Provided data below:

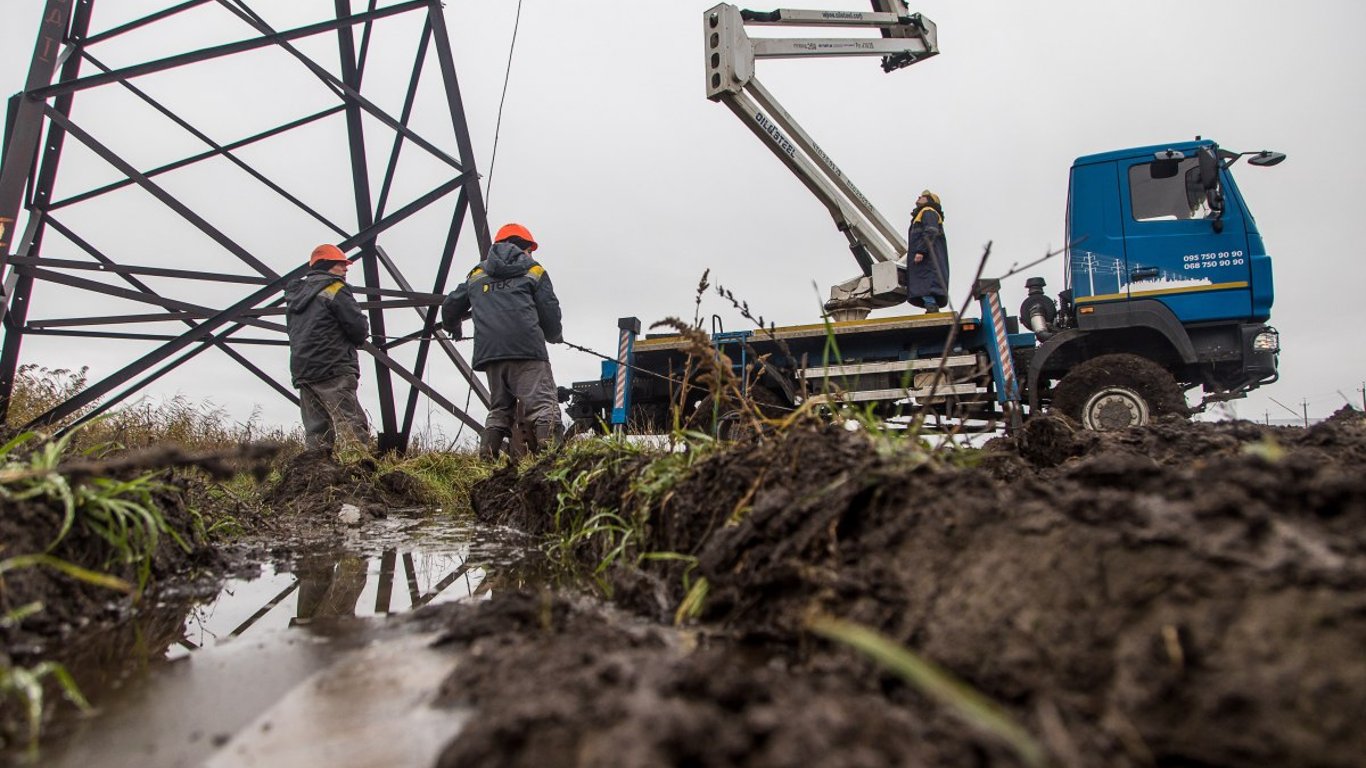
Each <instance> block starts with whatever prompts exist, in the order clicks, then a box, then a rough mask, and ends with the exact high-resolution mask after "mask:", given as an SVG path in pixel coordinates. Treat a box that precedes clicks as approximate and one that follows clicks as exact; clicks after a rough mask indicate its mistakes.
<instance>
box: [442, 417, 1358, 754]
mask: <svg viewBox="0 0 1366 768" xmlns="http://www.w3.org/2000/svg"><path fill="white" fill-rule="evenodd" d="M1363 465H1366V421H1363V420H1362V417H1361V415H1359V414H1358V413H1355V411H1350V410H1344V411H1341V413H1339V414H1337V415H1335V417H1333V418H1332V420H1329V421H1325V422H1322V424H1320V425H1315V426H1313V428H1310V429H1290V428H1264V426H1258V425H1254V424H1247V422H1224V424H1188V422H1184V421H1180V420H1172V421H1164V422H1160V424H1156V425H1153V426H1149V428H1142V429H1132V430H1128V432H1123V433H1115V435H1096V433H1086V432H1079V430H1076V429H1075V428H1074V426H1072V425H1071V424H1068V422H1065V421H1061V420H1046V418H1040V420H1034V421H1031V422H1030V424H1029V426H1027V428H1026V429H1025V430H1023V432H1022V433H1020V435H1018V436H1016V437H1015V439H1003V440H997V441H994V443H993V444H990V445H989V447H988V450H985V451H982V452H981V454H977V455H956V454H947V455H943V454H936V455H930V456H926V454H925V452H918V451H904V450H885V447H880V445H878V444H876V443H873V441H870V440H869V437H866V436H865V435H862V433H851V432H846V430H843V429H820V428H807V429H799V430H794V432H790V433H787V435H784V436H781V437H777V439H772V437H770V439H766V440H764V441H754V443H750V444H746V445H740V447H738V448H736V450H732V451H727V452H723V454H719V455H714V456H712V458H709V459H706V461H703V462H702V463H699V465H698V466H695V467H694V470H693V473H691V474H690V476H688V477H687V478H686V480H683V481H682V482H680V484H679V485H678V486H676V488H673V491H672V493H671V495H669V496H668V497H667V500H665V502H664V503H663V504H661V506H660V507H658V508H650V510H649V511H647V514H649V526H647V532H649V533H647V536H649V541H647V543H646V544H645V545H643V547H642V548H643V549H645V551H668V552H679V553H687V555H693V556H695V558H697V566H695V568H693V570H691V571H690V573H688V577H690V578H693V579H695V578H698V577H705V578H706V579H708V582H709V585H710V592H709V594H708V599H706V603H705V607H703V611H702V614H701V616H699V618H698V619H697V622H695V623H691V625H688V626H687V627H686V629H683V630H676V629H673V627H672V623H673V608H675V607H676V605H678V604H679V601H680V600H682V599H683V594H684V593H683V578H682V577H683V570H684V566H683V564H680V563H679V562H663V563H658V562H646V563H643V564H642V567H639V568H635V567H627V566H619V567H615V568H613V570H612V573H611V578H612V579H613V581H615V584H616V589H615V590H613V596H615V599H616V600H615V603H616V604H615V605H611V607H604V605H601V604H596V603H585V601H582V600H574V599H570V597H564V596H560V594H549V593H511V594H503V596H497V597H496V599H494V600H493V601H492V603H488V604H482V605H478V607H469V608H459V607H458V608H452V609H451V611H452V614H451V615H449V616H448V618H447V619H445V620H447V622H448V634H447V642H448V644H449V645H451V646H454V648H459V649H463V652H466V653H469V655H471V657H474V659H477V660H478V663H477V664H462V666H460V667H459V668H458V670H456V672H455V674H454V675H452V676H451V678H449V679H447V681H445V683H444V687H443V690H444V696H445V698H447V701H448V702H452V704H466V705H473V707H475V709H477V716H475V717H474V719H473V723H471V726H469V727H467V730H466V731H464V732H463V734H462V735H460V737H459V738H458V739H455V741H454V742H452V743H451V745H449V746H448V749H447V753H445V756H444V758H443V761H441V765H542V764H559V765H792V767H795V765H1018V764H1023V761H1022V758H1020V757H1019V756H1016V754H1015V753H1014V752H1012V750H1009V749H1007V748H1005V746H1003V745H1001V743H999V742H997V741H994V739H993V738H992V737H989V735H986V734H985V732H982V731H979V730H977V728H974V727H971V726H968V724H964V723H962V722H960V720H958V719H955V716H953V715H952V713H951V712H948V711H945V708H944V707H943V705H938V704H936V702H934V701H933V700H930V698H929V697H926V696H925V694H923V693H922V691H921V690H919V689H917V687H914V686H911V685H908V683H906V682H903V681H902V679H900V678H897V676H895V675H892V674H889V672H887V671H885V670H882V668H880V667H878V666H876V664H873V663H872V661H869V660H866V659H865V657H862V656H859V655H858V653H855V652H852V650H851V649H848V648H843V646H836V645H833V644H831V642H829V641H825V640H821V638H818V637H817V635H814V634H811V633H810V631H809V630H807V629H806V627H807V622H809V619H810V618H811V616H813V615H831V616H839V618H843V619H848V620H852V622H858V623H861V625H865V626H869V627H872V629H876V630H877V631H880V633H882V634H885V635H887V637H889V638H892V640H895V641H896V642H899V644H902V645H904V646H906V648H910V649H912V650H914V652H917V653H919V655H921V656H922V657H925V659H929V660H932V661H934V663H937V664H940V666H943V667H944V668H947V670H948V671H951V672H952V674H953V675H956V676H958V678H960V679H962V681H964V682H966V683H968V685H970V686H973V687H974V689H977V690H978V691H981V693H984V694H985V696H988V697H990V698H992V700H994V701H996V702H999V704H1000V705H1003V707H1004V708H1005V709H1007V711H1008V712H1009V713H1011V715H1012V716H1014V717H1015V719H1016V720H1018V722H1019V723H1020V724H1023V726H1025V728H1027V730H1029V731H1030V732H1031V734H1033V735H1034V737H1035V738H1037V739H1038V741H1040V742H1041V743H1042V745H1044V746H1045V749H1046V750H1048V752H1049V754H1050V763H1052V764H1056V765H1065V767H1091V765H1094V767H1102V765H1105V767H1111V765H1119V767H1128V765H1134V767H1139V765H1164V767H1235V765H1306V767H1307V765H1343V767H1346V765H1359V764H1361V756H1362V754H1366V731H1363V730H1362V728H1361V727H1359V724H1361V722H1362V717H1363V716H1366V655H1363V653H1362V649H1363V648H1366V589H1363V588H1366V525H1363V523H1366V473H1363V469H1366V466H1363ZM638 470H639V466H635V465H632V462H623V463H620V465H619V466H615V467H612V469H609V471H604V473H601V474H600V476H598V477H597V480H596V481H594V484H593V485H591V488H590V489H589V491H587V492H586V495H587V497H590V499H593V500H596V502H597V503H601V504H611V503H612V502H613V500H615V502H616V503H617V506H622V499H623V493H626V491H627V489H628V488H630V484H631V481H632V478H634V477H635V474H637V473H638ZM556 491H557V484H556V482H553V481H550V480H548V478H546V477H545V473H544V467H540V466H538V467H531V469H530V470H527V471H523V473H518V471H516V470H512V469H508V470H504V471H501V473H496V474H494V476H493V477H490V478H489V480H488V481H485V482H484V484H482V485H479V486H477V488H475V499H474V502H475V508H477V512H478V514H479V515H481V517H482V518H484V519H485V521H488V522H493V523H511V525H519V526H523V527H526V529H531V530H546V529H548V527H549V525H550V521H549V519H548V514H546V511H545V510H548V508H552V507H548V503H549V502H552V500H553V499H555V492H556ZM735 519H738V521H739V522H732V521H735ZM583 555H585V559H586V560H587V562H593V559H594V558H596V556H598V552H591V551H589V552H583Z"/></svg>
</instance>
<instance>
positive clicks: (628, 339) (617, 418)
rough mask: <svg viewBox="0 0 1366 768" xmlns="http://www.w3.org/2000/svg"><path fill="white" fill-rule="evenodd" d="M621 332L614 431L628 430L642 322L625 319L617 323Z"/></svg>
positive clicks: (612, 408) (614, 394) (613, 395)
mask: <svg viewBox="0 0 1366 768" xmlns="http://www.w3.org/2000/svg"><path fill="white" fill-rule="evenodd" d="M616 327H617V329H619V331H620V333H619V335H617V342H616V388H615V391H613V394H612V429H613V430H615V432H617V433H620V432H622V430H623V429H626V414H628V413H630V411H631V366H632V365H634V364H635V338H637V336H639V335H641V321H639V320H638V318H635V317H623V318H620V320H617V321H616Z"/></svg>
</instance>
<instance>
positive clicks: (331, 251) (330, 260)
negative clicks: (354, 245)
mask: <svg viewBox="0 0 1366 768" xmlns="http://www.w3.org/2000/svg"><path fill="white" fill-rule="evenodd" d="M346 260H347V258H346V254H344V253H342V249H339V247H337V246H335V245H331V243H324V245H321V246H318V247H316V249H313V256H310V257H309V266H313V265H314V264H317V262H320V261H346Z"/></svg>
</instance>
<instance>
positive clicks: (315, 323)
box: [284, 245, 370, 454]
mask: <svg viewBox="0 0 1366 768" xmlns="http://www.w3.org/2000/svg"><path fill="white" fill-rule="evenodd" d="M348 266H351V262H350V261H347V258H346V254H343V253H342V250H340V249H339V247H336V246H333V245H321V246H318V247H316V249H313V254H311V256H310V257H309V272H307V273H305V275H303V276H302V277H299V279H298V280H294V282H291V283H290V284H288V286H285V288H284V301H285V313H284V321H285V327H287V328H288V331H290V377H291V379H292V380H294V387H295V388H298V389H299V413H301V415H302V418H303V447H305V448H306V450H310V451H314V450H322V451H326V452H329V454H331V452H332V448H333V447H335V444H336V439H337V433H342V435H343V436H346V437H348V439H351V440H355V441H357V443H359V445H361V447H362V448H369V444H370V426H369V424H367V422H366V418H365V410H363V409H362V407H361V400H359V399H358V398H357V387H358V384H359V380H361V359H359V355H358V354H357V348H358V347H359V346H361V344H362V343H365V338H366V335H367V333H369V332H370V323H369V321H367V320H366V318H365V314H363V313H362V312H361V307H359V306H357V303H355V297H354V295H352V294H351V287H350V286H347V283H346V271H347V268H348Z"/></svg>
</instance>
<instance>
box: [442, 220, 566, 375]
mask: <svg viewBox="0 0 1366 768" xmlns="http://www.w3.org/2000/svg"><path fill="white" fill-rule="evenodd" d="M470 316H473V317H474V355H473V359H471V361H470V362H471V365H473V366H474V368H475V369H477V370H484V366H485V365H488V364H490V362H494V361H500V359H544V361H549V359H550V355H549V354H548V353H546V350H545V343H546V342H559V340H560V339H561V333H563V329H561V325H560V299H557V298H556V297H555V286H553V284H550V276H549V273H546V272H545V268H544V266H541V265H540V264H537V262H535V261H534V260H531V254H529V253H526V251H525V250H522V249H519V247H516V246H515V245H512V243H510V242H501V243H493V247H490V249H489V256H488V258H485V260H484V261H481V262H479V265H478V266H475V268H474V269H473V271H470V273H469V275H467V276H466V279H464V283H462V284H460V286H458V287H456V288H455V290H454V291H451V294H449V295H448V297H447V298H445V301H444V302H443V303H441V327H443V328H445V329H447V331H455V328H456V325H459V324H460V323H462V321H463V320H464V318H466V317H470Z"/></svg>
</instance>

End of Provided data.
Provided data below:

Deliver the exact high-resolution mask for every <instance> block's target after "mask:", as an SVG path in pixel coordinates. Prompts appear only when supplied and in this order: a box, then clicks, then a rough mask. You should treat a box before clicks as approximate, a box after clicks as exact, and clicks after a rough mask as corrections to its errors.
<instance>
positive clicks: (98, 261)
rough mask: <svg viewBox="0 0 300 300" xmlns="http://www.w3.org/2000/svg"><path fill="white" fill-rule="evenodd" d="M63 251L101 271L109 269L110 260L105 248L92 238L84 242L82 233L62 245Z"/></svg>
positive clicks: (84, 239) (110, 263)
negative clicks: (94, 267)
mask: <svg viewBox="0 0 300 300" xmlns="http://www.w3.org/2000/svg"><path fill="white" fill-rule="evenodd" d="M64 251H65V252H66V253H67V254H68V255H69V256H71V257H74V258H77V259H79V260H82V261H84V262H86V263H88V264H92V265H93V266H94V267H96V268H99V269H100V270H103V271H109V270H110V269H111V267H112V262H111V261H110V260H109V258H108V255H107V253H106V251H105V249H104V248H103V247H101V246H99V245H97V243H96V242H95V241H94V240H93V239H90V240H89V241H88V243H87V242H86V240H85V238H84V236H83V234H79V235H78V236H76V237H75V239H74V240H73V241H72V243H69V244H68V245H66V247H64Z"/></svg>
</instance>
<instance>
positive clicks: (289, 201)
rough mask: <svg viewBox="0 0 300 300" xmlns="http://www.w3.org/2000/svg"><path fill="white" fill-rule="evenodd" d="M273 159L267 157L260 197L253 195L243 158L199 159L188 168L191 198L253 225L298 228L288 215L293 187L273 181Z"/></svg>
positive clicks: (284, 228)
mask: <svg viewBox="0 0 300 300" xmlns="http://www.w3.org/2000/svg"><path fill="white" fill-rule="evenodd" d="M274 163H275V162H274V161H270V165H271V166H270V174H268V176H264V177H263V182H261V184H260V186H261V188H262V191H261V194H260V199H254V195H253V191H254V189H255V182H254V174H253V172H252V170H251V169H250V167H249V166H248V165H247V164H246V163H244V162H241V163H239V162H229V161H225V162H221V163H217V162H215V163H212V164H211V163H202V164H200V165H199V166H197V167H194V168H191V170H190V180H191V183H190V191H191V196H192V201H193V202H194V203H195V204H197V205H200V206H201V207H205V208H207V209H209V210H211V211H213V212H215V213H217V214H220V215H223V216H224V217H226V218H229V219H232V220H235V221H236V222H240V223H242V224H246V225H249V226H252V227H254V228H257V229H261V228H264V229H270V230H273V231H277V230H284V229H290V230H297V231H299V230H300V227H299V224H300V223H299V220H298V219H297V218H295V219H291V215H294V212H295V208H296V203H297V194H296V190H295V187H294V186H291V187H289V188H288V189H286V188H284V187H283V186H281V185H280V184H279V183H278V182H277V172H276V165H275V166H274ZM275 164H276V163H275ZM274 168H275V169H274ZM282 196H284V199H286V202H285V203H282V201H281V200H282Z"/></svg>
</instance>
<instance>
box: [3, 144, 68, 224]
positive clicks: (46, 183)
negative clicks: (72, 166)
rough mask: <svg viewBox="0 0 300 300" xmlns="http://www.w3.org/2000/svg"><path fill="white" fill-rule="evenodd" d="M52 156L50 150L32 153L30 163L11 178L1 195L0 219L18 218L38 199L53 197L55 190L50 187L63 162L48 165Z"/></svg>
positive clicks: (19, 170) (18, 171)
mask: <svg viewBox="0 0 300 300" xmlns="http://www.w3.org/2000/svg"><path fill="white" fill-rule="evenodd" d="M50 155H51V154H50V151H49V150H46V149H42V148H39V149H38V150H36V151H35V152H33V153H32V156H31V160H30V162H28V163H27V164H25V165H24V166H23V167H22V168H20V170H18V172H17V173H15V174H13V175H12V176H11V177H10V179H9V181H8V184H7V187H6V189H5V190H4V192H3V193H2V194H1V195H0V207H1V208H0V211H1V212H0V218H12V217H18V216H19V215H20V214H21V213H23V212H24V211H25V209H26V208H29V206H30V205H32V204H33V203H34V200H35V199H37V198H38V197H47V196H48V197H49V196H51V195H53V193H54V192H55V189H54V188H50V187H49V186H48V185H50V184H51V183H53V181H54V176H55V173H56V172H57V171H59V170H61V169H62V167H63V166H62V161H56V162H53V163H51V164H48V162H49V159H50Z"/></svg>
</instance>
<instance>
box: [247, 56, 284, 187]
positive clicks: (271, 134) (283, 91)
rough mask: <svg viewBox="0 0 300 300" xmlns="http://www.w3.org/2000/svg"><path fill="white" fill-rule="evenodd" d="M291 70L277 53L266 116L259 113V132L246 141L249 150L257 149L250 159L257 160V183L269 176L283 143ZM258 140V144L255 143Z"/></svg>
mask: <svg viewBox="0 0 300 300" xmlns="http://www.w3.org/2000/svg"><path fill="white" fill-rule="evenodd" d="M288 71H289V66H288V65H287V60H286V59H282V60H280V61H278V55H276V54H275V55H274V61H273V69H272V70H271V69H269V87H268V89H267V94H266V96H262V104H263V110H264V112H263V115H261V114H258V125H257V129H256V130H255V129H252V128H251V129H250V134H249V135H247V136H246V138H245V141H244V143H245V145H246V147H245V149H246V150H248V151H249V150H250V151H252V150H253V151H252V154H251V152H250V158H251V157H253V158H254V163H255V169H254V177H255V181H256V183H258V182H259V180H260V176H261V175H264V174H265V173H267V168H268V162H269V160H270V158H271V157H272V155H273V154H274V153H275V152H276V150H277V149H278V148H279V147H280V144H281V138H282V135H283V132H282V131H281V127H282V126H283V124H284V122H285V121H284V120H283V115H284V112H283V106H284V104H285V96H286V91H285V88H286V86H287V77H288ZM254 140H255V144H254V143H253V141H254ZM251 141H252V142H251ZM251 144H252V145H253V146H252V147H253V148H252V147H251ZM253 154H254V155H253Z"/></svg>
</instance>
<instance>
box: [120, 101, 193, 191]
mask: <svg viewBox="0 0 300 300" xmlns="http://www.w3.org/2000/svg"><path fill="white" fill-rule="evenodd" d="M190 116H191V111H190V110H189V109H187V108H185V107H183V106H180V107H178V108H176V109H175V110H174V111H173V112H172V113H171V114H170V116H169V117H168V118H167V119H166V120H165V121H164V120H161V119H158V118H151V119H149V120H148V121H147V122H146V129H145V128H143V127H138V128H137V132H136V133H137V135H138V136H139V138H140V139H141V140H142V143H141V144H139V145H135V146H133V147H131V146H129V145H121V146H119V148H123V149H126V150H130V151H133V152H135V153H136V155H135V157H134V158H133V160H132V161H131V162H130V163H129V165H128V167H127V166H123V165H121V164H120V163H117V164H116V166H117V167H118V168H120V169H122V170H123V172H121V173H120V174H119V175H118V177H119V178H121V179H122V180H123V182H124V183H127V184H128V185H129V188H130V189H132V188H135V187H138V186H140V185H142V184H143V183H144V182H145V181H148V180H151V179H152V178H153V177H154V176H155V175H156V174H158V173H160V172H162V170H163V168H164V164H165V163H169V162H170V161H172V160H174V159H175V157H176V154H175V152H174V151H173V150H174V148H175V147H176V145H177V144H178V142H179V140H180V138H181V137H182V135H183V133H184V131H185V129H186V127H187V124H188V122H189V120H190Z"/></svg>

End of Provided data.
Provided data below:

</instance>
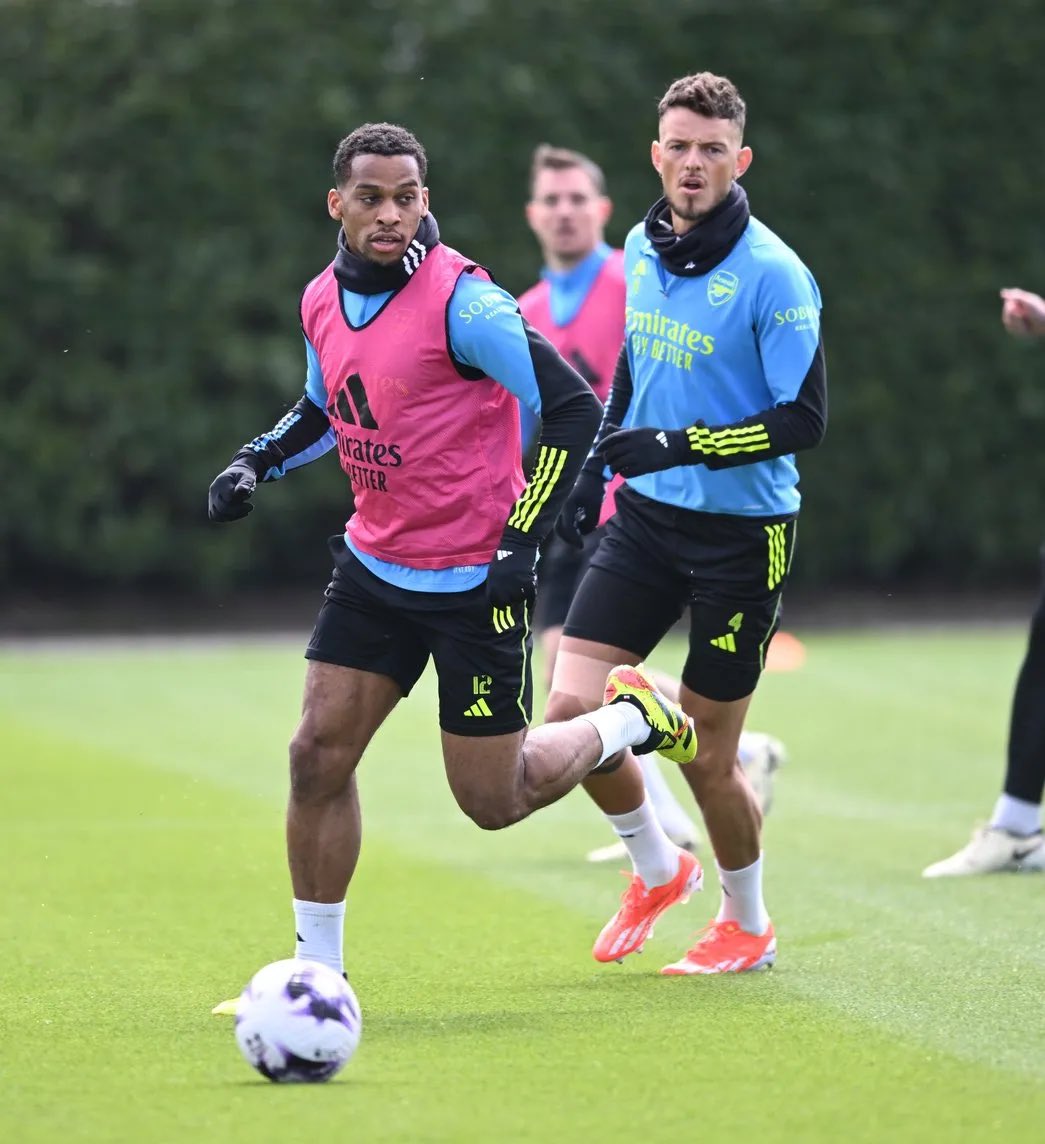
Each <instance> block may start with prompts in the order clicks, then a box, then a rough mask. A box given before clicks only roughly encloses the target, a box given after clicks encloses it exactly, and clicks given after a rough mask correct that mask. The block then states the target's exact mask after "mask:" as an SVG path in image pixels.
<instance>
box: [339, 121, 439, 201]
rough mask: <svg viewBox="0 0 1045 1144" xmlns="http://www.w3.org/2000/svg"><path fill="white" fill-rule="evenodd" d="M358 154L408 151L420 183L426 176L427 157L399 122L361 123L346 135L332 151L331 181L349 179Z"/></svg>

End of Provided data.

▶ _Exercise requirements_: Please give again the lines above between the line holding "negative clicks: (354, 245)" and the line holding "positive clicks: (315, 323)", inclusive, exactly as they are and with nothing added.

▶ _Reply to the exercise_:
negative clicks: (354, 245)
mask: <svg viewBox="0 0 1366 768" xmlns="http://www.w3.org/2000/svg"><path fill="white" fill-rule="evenodd" d="M346 260H347V258H346V254H344V253H342V249H339V247H337V246H335V245H331V243H324V245H321V246H318V247H316V249H313V256H310V257H309V266H313V265H314V264H317V262H320V261H346Z"/></svg>
</instance>
<instance>
positive clicks: (315, 323)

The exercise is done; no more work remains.